§ Exercise objective:
Copy out the records from the line containing "For each instance of the ribbed" through the end of the records, putting "widest" wherever "fattest" appears and keeping everything else the same.

START Data supplied

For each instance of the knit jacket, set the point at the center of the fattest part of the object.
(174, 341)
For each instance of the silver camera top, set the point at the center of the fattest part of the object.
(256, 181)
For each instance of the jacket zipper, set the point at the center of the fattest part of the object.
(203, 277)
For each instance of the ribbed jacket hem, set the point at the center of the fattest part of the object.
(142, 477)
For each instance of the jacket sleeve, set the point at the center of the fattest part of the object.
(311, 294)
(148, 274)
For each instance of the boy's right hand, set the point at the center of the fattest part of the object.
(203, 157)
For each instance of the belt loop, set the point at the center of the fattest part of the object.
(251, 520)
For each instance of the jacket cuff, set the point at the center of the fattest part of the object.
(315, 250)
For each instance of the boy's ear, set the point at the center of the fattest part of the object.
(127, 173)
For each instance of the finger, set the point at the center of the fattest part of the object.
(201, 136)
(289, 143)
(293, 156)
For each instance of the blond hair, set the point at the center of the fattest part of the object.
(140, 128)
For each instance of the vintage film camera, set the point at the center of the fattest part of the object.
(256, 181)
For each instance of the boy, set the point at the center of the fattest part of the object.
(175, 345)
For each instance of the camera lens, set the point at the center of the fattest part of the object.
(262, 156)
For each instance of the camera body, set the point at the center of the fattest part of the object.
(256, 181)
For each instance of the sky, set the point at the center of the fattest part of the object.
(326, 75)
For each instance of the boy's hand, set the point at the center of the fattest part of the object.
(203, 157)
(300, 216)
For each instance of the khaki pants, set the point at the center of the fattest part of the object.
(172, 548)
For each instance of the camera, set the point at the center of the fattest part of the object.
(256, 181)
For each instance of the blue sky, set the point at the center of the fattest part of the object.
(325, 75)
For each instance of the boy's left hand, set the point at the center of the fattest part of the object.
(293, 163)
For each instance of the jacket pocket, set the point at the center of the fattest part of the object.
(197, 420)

END Data supplied

§ Response:
For each instance of the ribbed jacket hem, set the point at the center of the widest part of the object.
(142, 477)
For each instance of the jacket sleeve, set the point at the center of the widest part of the object.
(311, 294)
(148, 274)
For each instance of the boy's right hand, set the point at the center of the widest part of the object.
(203, 157)
For each instance of the belt loop, set the point at the center of the widest part of the object.
(251, 520)
For each instance of the jacket cuff, set the point at the center of the widest part of the object.
(315, 250)
For each instance of the boy's ear, set the point at the center of the widest part of the object.
(127, 173)
For each instance of the finger, set the point at the center of the widest part of the object.
(201, 136)
(289, 143)
(293, 156)
For each instance of the blond hair, set the point at the center of the widest part of the object.
(140, 128)
For each instance of the vintage film camera, set the point at the center of the widest part of the object.
(256, 181)
For each instance of the boy, set the point at the center of the widest part of the object.
(175, 345)
For each instance of the camera lens, set the point at the center of the widest part of the object.
(262, 156)
For each instance of the camera body, set the point at the center of the widest part of the object.
(256, 181)
For each instance of the sky, set the point at the center of the widest part of the object.
(326, 75)
For each instance of the boy's hand, set the point at the center of the widest part of the object.
(203, 157)
(300, 216)
For each instance of the khaki pants, set the point at the center of the widest part of the object.
(172, 548)
For each instance of the camera, set the point at the center of the widest part of the object.
(256, 181)
For each instance of the blue sky, set the point at the center of the widest part of the object.
(325, 75)
For each instance of the boy's left hand, set the point at the center of the widest part of the object.
(293, 163)
For each instance of the jacket pocket, set the point at the center of the widest part of the object.
(197, 420)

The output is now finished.